Boundary labeling items
<<<<
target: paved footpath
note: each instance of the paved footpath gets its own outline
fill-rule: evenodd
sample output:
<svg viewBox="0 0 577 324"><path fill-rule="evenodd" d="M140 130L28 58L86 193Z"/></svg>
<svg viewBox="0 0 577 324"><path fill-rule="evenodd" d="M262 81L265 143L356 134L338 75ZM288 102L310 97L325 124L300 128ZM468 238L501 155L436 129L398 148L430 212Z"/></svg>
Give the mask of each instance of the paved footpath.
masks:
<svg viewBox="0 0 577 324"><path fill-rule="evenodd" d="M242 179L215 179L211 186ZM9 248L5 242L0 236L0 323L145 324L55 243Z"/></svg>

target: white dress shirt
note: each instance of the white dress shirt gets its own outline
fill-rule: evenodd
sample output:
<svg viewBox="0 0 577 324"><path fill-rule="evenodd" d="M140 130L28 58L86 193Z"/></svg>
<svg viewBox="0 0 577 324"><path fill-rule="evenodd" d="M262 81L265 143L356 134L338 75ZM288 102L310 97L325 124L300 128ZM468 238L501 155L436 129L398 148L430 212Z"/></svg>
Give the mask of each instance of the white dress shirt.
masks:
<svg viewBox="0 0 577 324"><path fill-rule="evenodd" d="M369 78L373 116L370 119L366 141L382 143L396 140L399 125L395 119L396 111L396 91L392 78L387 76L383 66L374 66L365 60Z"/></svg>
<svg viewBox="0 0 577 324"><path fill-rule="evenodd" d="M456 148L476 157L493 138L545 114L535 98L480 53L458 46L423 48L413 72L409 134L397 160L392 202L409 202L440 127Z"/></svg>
>>>>
# Task objective
Can you put the items above into a two-column CSV with the headers request and masks, using one row per item and placing each value in a single quoted field with its line breaks replaced by spaces?

# Solution for this task
request,masks
"target: paved footpath note: each instance of the paved footpath gets its own outline fill-rule: evenodd sample output: <svg viewBox=""0 0 577 324""><path fill-rule=""evenodd"" d=""M140 130L28 58L86 193Z""/></svg> <svg viewBox=""0 0 577 324""><path fill-rule=""evenodd"" d=""M262 81L265 143L356 134L338 75ZM288 102L310 97L325 124L300 128ZM468 238L501 155L436 129L398 148L430 212Z""/></svg> Give the mask of each instance of the paved footpath. masks:","<svg viewBox=""0 0 577 324""><path fill-rule=""evenodd"" d=""M242 179L215 179L211 186ZM9 248L5 242L0 236L0 323L145 324L55 243Z""/></svg>"
"target: white dress shirt note: each instance of the white dress shirt gets its own outline fill-rule: evenodd sample output: <svg viewBox=""0 0 577 324""><path fill-rule=""evenodd"" d=""M140 130L28 58L86 193Z""/></svg> <svg viewBox=""0 0 577 324""><path fill-rule=""evenodd"" d=""M262 81L265 143L356 134L338 75ZM288 102L310 97L325 124L300 128ZM468 238L501 155L436 129L398 148L430 212Z""/></svg> Give the mask of each instance of the white dress shirt. masks:","<svg viewBox=""0 0 577 324""><path fill-rule=""evenodd"" d=""M369 78L373 116L370 119L366 141L382 143L396 140L399 125L395 119L396 111L396 91L392 78L387 76L383 66L374 66L365 60Z""/></svg> <svg viewBox=""0 0 577 324""><path fill-rule=""evenodd"" d=""M456 148L476 157L493 138L545 114L535 98L480 53L458 46L423 48L413 72L409 134L397 160L392 202L409 202L440 127Z""/></svg>"